-- BEGIN Passage provided --

The engine_object is an optional clause that indicates the type of engine to get data with. There are currently 2 available engines to choose from

  • nokogiri - the Nokogiri engine is useful for extracting data from static html pages
  • chrome - the Chrome engine is useful for extracting data from pages that are Ajax heavy. it is experimental and does not support POST methods


origin_url_object

The origin_url_object, a required clause, is a String that indicates the URL(s) to get data from. It supports Dynamic variables.

Variant 1

The String indicating the URL to get data from.

Example

{
  "origin_url": "http://www.amazon.com/s/ref=nb_sb_noss_2?url=search-alias%3Daps&field-keywords=phones"
  ...
}

Variant 2

When used in a options_object, the String is constructed at run time with the use of Dynamic variables that are already collected.

Example

{
  "origin_url": "http://www.amazon.com/s/ref=nb_sb_noss?field-keywords={{some_col_name}}",
  ...
}


headers_object

The headers_object is an Object sent along as the Request Header when making a request to a URL.
The full list of support header attributes can be referenced on WikiPedia

Example

{
  ...
  "headers": {
    "Accept-Language": "es",
    "X-Test": "foo",
    "DNT": "1"
  },
  ...
}

method_object

The method_object is a String the indicates the HTTP method to use to make the page load call. Defaults to get if this not indicated.

Supported Methods

  • post
  • get

cookies

The cookies is an Array of cookie_objects sent along with the page request in the Request Header to emulate an Authenticated User Session.

Example

{
  ...
  "cookies": [
    cookie_object_1, 
    cookie_object_2, 
    cookie_object_3
  ],
  ...

-- END Passage provided --

- **Tasks and exercises**:
- 1) What HTTP method does the configuration reference say is used when the method_object is not indicated?
- 2) Please transcribe a passage of the configuration reference word for word, beginning at the words "The engine_object is" and stopping after "URL to get data from.".
- 3) In one to three sentences, explain why the configuration reference says cookies are sent along with the page request.

-- BEGIN Stored data --

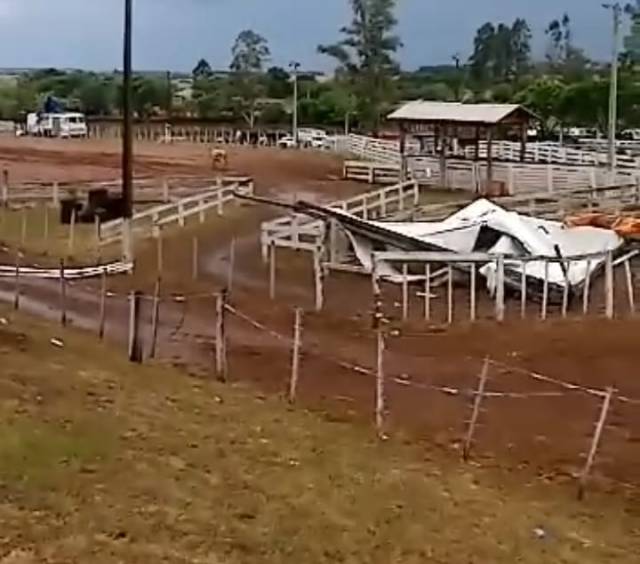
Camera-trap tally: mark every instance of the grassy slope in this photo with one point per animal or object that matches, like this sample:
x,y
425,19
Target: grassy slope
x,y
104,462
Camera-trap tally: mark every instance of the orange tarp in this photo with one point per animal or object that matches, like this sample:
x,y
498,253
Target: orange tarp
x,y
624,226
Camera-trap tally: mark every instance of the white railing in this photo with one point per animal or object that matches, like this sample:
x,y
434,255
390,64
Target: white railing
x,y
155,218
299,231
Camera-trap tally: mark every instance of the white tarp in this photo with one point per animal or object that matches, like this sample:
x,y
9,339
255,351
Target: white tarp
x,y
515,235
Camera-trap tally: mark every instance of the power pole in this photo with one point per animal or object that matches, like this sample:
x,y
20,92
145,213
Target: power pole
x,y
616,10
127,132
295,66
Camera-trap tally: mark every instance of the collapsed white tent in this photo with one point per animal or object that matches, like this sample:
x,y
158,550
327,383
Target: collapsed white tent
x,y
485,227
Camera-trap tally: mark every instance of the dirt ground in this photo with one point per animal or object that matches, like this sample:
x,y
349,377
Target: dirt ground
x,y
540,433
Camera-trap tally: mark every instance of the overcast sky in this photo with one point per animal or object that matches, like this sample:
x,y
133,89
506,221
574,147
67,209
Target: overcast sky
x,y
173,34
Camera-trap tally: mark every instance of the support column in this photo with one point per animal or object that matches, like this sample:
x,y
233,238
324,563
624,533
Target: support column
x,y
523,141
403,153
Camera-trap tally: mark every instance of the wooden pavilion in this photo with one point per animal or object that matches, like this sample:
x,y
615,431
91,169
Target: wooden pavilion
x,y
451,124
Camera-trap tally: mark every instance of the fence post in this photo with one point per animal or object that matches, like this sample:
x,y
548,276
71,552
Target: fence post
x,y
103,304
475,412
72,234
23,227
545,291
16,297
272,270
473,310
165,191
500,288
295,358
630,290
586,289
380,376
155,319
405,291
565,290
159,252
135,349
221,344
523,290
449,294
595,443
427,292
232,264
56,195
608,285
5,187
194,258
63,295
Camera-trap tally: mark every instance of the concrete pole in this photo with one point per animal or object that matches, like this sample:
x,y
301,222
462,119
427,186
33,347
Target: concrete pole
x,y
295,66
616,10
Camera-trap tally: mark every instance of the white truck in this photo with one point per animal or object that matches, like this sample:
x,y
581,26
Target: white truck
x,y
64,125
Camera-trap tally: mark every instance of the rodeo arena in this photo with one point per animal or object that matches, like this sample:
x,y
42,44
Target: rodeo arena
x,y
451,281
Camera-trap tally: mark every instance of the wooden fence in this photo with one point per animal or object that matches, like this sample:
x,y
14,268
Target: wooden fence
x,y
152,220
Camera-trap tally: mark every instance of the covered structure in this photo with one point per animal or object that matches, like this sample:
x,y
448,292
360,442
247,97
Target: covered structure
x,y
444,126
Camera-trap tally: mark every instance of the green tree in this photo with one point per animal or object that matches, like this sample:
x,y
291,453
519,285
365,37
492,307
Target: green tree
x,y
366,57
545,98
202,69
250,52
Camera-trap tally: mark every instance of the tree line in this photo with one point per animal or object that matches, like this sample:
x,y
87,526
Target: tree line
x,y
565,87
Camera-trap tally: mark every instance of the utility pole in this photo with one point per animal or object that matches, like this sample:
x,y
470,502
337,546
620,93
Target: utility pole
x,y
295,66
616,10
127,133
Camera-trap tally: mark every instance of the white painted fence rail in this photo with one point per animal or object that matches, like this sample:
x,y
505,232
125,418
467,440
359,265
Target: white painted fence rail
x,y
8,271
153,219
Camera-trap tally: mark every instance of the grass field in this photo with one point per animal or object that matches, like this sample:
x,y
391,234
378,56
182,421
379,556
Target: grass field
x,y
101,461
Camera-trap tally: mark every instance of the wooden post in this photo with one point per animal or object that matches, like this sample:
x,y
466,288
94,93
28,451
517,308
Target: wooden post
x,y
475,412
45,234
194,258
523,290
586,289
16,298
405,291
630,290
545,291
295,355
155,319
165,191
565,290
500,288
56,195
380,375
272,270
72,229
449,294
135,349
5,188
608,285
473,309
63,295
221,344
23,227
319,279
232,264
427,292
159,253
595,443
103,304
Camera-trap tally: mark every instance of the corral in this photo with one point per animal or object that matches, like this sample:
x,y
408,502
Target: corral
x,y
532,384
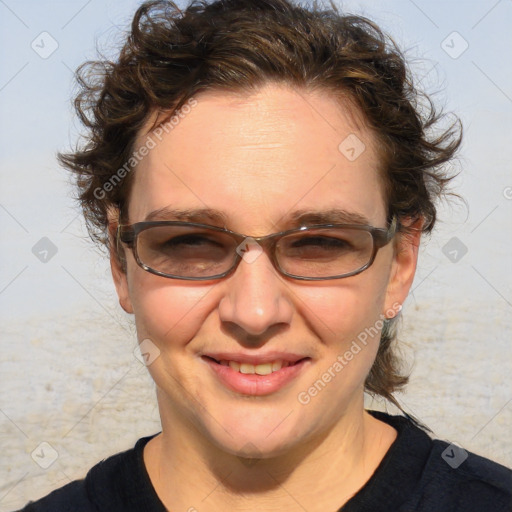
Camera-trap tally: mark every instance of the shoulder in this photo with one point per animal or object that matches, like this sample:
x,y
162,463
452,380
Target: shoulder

-- END Stored data --

- **Results of the tasks**:
- 1) It defaults to get.

- 2)
The engine_object is an optional clause that indicates the type of engine to get data with. There are currently 2 available engines to choose from

  • nokogiri - the Nokogiri engine is useful for extracting data from static html pages
  • chrome - the Chrome engine is useful for extracting data from pages that are Ajax heavy. it is experimental and does not support POST methods


origin_url_object

The origin_url_object, a required clause, is a String that indicates the URL(s) to get data from. It supports Dynamic variables.

Variant 1

The String indicating the URL to get data from.

- 3) The cookies are sent to emulate an Authenticated User Session. They form an array of cookie_objects that goes with the page request in the Request Header.